Segment Start: Selected text

Being an eighth grader with very high academic achievement did not keep Kelly from adding on to her schedule with two sports simultaneously. Building on the enjoyment she has found with volleyball, Kelly played on her school's eighth grade "B" team. The tryout was immediately after Labor Day and she was too rusty to show her full capabilities, so she did not make the "A" team, but the blessing in disguise is she was always on the court.
The team was a mixed bunch of good players and novices. They did not receive much in the way of coaching, but they practiced three days a week (including a pre-dawn Monday practice), and played a lot of games against other schools in the area. There is something qualitatively different about playing for your school, and I think they enjoyed it. They won several matches to end with a record somewhere around .500. They were swept out of the season-ending league finals tournament, but they played with spirit, had fun and might have learned a little volleyball along the way. Kelly played well, improving all parts of her game, and developed a dangerous serve that saved the team many times.
Even though she does not play on a club volleyball team like many of her peers (especially the players on the "A" team), she is looking forward to continuing her volleyball career in high school. At a minimum, we expect that she will be able to make the freshman team. With regular practices and good coaching, maybe she will be able to continue on beyond that level. If nothing else, she will always have a sporting skill she can enjoy on beach trips, at picnics and with her kids for the rest of her life.
One sporting career that may be coming to a close is soccer. Soccer was our first team sports venture as a family. It was the only point of reference I had for youth sports, so the many, many afternoons I spent watching Kelly practice, or the collective hours we spent after practice kicking the ball to each other, reverberated across years for me. Soccer also gave Kelly a sense of identity and pride when she really needed it at times during elementary school, when the vicious society of girls bared its sharpened fingernails from time to time. I have been dreading this year, knowing it would represent the closing of a major chapter in her life, and my life as well.
Kelly's team, unfortunately, had an overabundance of seventh graders and just didn't quite have the skill to keep up with the other teams in the league. They did manage a win against an Orinda team, a game in which Kelly scored twice, and forged a draw with an archrival Moraga team that was as thrilling as a win. For her part, Kelly had a good year, scoring most of the team's goals and putting in lot of time as goalkeeper as well. She hated playing goalie, but she had good instincts for closing down opposing breakaways (which she faced too often), and the coach needed her back there as much as he needed her offensive skills. To his credit, the coach also put his own daughter, the best player on the team, in goal as well. Because of volleyball, Kelly missed most of the practices, as did several of her teammates, which probably contributed to the poor showing on Saturdays. Overall, the girls played good soccer, better than their record indicated, and they had a good time together.

Segment End: Selected text
Segment Start: Supplied entries

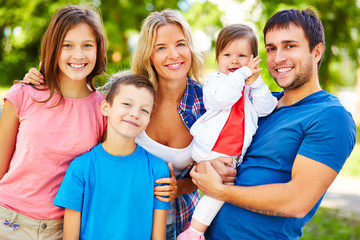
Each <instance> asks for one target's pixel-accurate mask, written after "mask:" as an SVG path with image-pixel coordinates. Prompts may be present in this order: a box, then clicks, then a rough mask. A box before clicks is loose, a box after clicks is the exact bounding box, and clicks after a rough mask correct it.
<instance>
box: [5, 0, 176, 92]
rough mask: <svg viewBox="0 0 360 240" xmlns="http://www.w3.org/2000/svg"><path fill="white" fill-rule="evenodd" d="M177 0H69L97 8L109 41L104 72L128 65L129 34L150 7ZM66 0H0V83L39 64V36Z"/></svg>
mask: <svg viewBox="0 0 360 240" xmlns="http://www.w3.org/2000/svg"><path fill="white" fill-rule="evenodd" d="M181 2H182V0H180V1H166V0H103V1H101V0H93V1H89V0H71V4H80V5H81V4H82V5H87V4H91V5H94V6H97V7H99V8H100V9H101V12H102V18H103V21H104V25H105V29H106V32H107V37H108V41H109V51H108V70H107V72H108V73H110V74H111V73H114V72H115V71H118V70H121V69H126V68H129V59H130V54H131V51H130V50H131V49H130V46H128V40H129V38H130V37H131V36H132V35H134V34H136V33H138V31H139V29H140V26H141V23H142V21H143V19H144V18H145V17H146V16H147V15H148V14H149V12H151V11H155V10H163V9H165V8H172V9H178V3H181ZM67 4H69V1H68V0H57V1H54V0H32V1H26V0H0V6H1V7H0V32H1V33H2V34H1V35H0V72H1V74H0V85H11V84H12V82H13V81H14V80H15V79H22V78H23V76H24V74H25V73H26V72H27V71H28V70H29V68H31V67H34V66H35V67H36V66H38V64H39V56H40V46H41V40H42V36H43V34H44V33H45V31H46V28H47V26H48V24H49V23H50V20H51V18H52V16H53V15H54V14H55V12H56V11H57V10H59V9H60V8H62V7H64V6H66V5H67Z"/></svg>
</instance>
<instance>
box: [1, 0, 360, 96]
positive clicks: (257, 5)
mask: <svg viewBox="0 0 360 240" xmlns="http://www.w3.org/2000/svg"><path fill="white" fill-rule="evenodd" d="M234 1H237V2H244V1H242V0H234ZM247 2H251V1H249V0H247ZM69 3H71V4H85V5H86V4H91V5H94V6H96V7H98V8H99V9H100V11H101V14H102V18H103V20H104V25H105V29H106V32H107V37H108V40H109V51H108V69H107V73H108V74H112V73H115V72H117V71H119V70H123V69H128V68H129V65H130V58H131V53H132V51H133V49H134V48H135V45H136V35H137V33H138V32H139V29H140V27H141V23H142V21H143V19H144V18H145V17H146V16H147V15H148V14H149V13H150V12H152V11H161V10H163V9H166V8H172V9H178V10H181V11H182V12H183V14H184V16H185V18H186V19H187V20H188V22H189V23H190V25H191V26H192V28H193V31H194V32H195V31H198V30H201V31H203V32H204V33H205V34H206V35H207V36H209V37H211V39H212V47H214V45H215V44H214V43H215V37H216V33H217V32H218V31H219V30H220V29H221V28H222V27H223V25H224V24H226V23H224V22H223V16H224V12H222V11H221V10H219V7H218V6H217V5H216V4H215V3H213V2H211V1H208V0H198V1H195V0H93V1H89V0H57V1H53V0H31V1H27V0H0V40H1V41H0V85H1V86H9V85H11V84H12V82H13V80H16V79H22V78H23V76H24V74H25V73H26V72H27V71H28V70H29V68H31V67H34V66H35V67H36V66H38V64H39V55H40V45H41V40H42V36H43V34H44V32H45V30H46V28H47V26H48V24H49V22H50V19H51V17H52V16H53V15H54V13H55V12H56V11H57V10H58V9H60V8H61V7H63V6H65V5H66V4H69ZM252 3H253V6H254V7H253V9H252V10H250V11H249V12H248V13H247V15H246V16H247V18H248V19H247V20H248V21H250V22H252V23H253V24H254V26H255V30H256V31H257V33H258V36H259V43H260V45H259V48H260V56H261V58H262V59H263V63H262V66H261V67H263V68H264V70H263V71H262V75H263V78H264V79H265V81H266V82H267V83H268V84H269V85H270V88H271V89H272V90H276V89H278V88H277V86H276V84H275V83H274V82H273V81H272V79H271V77H270V76H269V74H268V73H267V70H266V66H265V62H266V61H265V60H266V54H265V50H264V46H263V36H262V32H261V30H262V28H263V26H264V24H265V21H266V19H268V18H269V17H270V16H271V15H272V14H274V13H275V12H276V11H278V10H280V9H285V8H291V7H293V8H299V9H305V8H307V7H311V8H312V9H314V10H315V11H316V12H317V13H318V15H319V17H320V18H321V20H322V21H323V24H324V28H325V36H326V51H325V55H324V59H323V63H322V66H321V68H320V81H321V84H322V87H323V88H324V89H327V90H330V91H332V92H335V91H336V90H337V88H338V87H339V86H354V85H355V82H356V70H357V68H358V65H359V52H360V32H359V26H360V8H359V6H358V5H357V4H359V3H357V1H356V0H342V1H330V0H329V1H328V0H308V1H306V3H304V1H301V0H288V1H281V0H262V1H261V0H253V1H252ZM259 9H260V11H261V14H260V15H259V14H256V12H259ZM199 44H201V43H199ZM206 56H207V61H206V63H207V66H208V67H210V68H216V64H215V61H214V54H213V50H211V51H209V52H206ZM99 81H100V83H98V84H101V82H102V81H105V79H104V78H102V79H101V78H99Z"/></svg>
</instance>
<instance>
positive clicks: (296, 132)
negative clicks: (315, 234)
mask: <svg viewBox="0 0 360 240" xmlns="http://www.w3.org/2000/svg"><path fill="white" fill-rule="evenodd" d="M282 94H283V93H274V95H275V96H276V97H278V98H280V97H281V96H282ZM258 125H259V127H258V130H257V132H256V134H255V136H254V138H253V141H252V144H251V146H250V147H249V149H248V151H247V153H246V155H245V158H244V162H243V163H242V164H241V165H240V166H239V167H238V168H237V171H238V173H237V177H236V181H235V185H239V186H256V185H263V184H272V183H286V182H288V181H290V180H291V170H292V167H293V163H294V160H295V157H296V155H297V154H300V155H303V156H305V157H308V158H311V159H313V160H315V161H319V162H321V163H323V164H325V165H327V166H329V167H331V168H333V169H334V170H335V171H337V172H339V171H340V169H341V168H342V166H343V164H344V163H345V160H346V159H347V158H348V156H349V155H350V153H351V151H352V149H353V147H354V144H355V141H356V127H355V124H354V121H353V119H352V117H351V115H350V114H349V113H348V112H347V111H346V110H345V108H344V107H343V106H342V105H341V104H340V102H339V100H338V99H337V98H336V97H335V96H334V95H331V94H329V93H327V92H326V91H320V92H316V93H313V94H311V95H310V96H308V97H306V98H304V99H302V100H300V101H299V102H297V103H295V104H293V105H291V106H285V107H281V108H278V109H275V110H274V112H273V113H272V114H270V115H269V116H267V117H265V118H261V119H259V124H258ZM321 200H322V198H321V199H320V200H319V201H318V203H317V204H316V205H315V207H314V208H313V209H312V210H311V211H310V212H309V213H308V214H307V215H306V216H305V217H304V218H292V217H275V216H268V215H263V214H259V213H255V212H251V211H248V210H246V209H243V208H240V207H237V206H234V205H232V204H230V203H225V205H224V206H223V207H222V209H221V210H220V212H219V213H218V214H217V216H216V218H215V219H214V221H213V222H212V224H211V225H210V227H209V228H208V230H207V232H206V239H208V240H211V239H219V240H227V239H229V240H230V239H231V240H235V239H298V238H300V237H301V235H302V230H301V229H302V227H303V226H304V225H305V224H306V223H307V222H308V221H309V220H310V219H311V218H312V216H313V215H314V214H315V212H316V210H317V208H318V206H319V205H320V202H321Z"/></svg>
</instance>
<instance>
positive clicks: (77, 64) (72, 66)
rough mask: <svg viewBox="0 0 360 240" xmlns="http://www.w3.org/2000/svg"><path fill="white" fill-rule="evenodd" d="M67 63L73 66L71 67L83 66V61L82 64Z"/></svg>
mask: <svg viewBox="0 0 360 240" xmlns="http://www.w3.org/2000/svg"><path fill="white" fill-rule="evenodd" d="M69 65H70V67H73V68H82V67H85V63H83V64H74V63H70V64H69Z"/></svg>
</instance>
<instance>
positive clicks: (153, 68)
mask: <svg viewBox="0 0 360 240" xmlns="http://www.w3.org/2000/svg"><path fill="white" fill-rule="evenodd" d="M167 24H176V25H178V26H179V27H181V29H182V30H183V32H184V36H185V38H186V40H187V42H188V46H189V48H190V51H191V65H190V70H189V73H188V76H189V77H191V78H194V79H195V80H197V81H198V80H199V78H200V73H201V70H202V68H203V55H202V54H201V53H200V51H198V50H197V49H196V48H195V46H194V42H193V39H192V33H191V27H190V25H189V24H188V22H187V21H186V20H185V18H184V17H183V16H182V15H181V13H180V12H178V11H176V10H171V9H166V10H163V11H162V12H152V13H150V14H149V16H148V17H147V18H146V19H145V21H144V23H143V25H142V27H141V31H140V36H139V41H138V44H137V47H136V50H135V52H134V55H133V59H132V63H131V71H132V73H134V74H139V75H142V76H144V77H146V78H148V79H149V80H150V81H151V82H152V83H153V85H154V87H155V89H157V87H158V81H157V73H156V71H155V69H154V67H153V66H152V64H151V60H150V58H151V54H152V52H153V49H154V46H155V40H156V30H157V29H158V28H159V27H160V26H164V25H167Z"/></svg>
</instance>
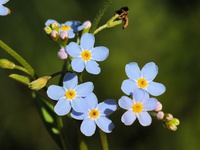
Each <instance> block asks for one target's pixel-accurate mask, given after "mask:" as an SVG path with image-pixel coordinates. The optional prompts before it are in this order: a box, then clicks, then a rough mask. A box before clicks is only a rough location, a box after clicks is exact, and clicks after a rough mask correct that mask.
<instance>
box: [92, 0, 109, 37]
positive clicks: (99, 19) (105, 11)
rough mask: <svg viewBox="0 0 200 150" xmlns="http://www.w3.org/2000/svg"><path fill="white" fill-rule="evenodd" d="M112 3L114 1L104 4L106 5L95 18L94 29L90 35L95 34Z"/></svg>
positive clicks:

Segment End: Supplied entries

— Problem to work on —
Print the passage from the account of Kelly's volleyball and soccer seasons, starting with "Even though she" and going on through "of her life.", word for word.

— Written reply —
Even though she does not play on a club volleyball team like many of her peers (especially the players on the "A" team), she is looking forward to continuing her volleyball career in high school. At a minimum, we expect that she will be able to make the freshman team. With regular practices and good coaching, maybe she will be able to continue on beyond that level. If nothing else, she will always have a sporting skill she can enjoy on beach trips, at picnics and with her kids for the rest of her life.